> [INFORMATION GIVEN]
- - - -

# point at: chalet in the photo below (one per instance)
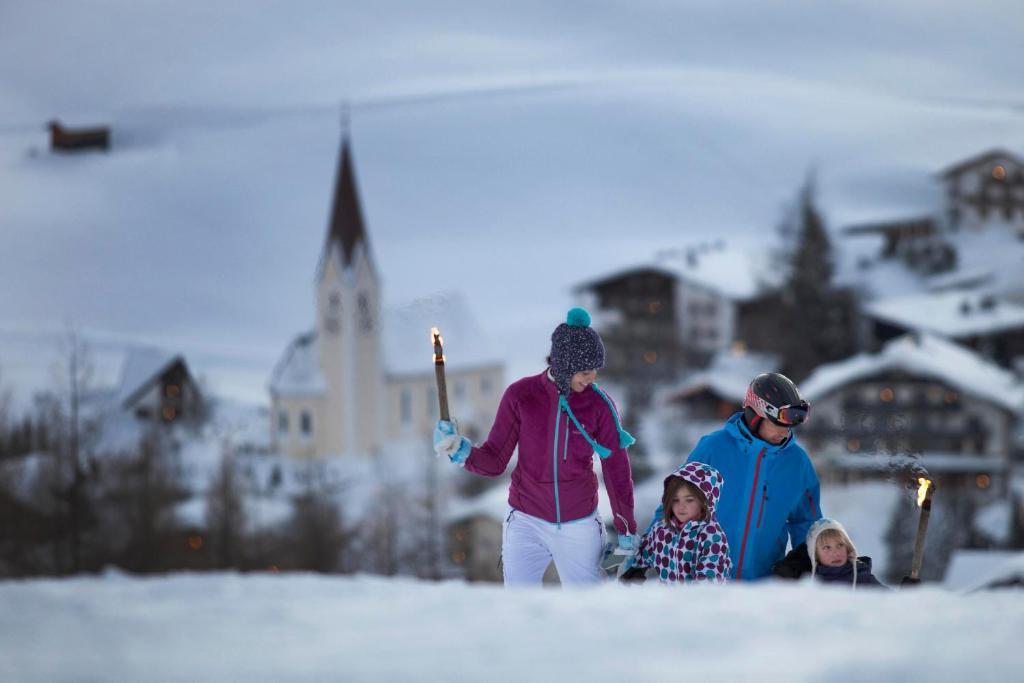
(921, 399)
(637, 313)
(363, 375)
(158, 386)
(711, 395)
(696, 302)
(983, 191)
(704, 400)
(985, 188)
(78, 139)
(990, 326)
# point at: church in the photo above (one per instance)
(364, 377)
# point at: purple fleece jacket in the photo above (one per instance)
(555, 480)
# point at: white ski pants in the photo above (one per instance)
(528, 545)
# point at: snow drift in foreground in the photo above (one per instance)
(310, 628)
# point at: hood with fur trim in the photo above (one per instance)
(705, 477)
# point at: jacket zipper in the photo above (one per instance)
(565, 449)
(554, 457)
(750, 512)
(764, 497)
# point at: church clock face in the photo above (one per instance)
(332, 323)
(366, 315)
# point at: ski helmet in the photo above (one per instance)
(773, 396)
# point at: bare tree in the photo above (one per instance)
(225, 514)
(141, 492)
(316, 538)
(70, 434)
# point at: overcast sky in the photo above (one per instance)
(508, 151)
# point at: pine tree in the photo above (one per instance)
(816, 317)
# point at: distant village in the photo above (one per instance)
(906, 335)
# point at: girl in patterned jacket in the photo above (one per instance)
(687, 544)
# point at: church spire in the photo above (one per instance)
(346, 216)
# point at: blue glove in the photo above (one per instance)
(627, 545)
(449, 442)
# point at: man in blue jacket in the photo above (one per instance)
(771, 492)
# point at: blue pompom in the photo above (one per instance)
(578, 317)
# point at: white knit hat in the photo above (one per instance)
(816, 529)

- - - -

> [DIRECTIONS] Lay out every line of the items above as a Markdown table with two columns, Row and Item line, numbering the rows and omitting blank lines. Leave out the pictures.

> [RESPONSE TO THE TASK]
| Row | Item line |
|---|---|
| 1 | # point at: chalet in the photo below (one per instance) |
| 2 | (921, 399) |
| 3 | (637, 313) |
| 4 | (363, 375) |
| 5 | (158, 386) |
| 6 | (711, 395) |
| 7 | (696, 302) |
| 8 | (983, 191) |
| 9 | (704, 400) |
| 10 | (985, 188) |
| 11 | (78, 139) |
| 12 | (990, 326) |
| 13 | # point at: church in the photo above (one per instance) |
| 14 | (364, 377) |
| 15 | # point at: purple fleece jacket in the photo above (one per instance) |
| 16 | (555, 480) |
| 17 | # point at: white ski pants in the photo above (one per instance) |
| 18 | (528, 545) |
| 19 | # point at: snow drift in foreground in the photo above (one per instance) |
| 20 | (310, 628) |
| 21 | # point at: hood with fur trim in the photo above (one per instance) |
| 22 | (705, 477) |
| 23 | # point at: jacket zipper in the photo above (one per instance) |
| 24 | (565, 449) |
| 25 | (554, 457) |
| 26 | (750, 512) |
| 27 | (764, 497) |
| 28 | # point at: church clock face in the photo above (one per instance) |
| 29 | (332, 323) |
| 30 | (366, 315) |
| 31 | # point at: ski helmet in the photo above (one per instance) |
| 32 | (773, 396) |
| 33 | # point at: bare tree in the photo above (one per instance) |
| 34 | (225, 514) |
| 35 | (141, 492) |
| 36 | (316, 538) |
| 37 | (70, 434) |
| 38 | # point at: overcast sky in the photo above (one per instance) |
| 39 | (508, 151) |
| 40 | # point at: pine tree in the photo above (one per instance) |
| 41 | (816, 317) |
| 42 | # point at: distant village in the photo above (one per instance) |
| 43 | (906, 335) |
| 44 | # point at: girl in patterned jacket in the photo above (one per instance) |
| 45 | (687, 544) |
| 46 | # point at: church spire in the photo above (one per instance) |
| 47 | (346, 216) |
| 48 | # point at: blue glove in the photo above (one per instance) |
| 49 | (627, 545) |
| 50 | (449, 442) |
| 51 | # point at: man in blue jacket in the photo above (one per instance) |
| 52 | (771, 492) |
| 53 | # point at: blue pompom in the photo above (one per instance) |
| 54 | (578, 317) |
| 55 | # point at: white knit hat in the photo above (one per instance) |
| 56 | (816, 529) |